● **Job**
Rescale the items starting at the beginning and ending at the line that contains "[31,84,1269,672]", both included, and give those lines again with the requests. Multiply every coordinate in the answers by 2.35 and round each to a whole number, with halves rounded up, leaving the requests and their format samples unchanged.

● **Given data**
☆ ☆ ☆ ☆ ☆
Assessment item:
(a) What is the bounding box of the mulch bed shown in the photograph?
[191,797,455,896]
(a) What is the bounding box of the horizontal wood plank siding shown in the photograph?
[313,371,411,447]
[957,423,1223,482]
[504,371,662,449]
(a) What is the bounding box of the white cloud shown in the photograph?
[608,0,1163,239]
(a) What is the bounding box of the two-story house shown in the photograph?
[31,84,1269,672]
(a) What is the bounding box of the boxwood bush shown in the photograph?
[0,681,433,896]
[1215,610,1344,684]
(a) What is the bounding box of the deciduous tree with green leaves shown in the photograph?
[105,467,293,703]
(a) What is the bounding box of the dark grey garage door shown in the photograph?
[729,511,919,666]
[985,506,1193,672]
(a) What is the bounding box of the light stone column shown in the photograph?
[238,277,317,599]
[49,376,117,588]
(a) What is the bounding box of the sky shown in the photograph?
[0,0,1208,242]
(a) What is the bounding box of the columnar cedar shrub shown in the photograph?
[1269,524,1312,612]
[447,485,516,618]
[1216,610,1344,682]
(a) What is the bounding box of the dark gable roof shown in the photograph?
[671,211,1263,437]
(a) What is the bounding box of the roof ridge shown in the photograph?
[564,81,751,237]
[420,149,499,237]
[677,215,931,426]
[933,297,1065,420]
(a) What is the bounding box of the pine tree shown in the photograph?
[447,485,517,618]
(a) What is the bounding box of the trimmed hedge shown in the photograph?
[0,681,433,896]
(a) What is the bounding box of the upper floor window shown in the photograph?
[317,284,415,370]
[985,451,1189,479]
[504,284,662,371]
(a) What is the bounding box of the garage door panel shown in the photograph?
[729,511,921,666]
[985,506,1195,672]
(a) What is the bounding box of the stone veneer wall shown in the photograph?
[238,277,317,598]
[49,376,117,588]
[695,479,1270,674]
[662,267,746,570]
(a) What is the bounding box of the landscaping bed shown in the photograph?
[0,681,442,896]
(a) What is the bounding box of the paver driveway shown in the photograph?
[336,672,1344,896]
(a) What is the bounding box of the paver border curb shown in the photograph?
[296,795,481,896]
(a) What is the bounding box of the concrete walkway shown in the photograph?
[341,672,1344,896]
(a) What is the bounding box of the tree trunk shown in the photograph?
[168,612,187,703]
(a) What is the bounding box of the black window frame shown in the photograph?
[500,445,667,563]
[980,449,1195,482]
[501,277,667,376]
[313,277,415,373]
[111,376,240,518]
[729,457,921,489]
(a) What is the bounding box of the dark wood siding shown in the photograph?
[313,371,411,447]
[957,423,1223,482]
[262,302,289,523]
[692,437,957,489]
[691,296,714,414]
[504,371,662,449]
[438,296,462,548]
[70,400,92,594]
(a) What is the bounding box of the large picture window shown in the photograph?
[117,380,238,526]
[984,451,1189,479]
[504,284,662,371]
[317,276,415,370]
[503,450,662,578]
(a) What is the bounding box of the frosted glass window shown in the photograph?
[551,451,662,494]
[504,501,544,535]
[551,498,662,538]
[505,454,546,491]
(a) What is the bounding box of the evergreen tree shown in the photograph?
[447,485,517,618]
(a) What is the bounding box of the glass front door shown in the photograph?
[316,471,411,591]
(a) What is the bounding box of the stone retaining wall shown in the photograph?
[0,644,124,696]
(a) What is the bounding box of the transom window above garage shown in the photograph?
☆ ☆ ☆ ☆ ☆
● **The completed task**
Assessment item:
(a) What is the bounding box of the mulch bed shown in the photograph?
[449,1873,1069,2106]
(a) What is the bounding box of the horizontal wood plank siding shown in the photograph?
[736,872,966,1050]
[2249,994,2874,1133]
[1184,872,1556,1055]
(a) What is the bounding box of the white cloud shown in the photograph?
[1429,0,2733,562]
(a) What is the bounding box of the two-story house shown in the photograph?
[73,197,2982,1579]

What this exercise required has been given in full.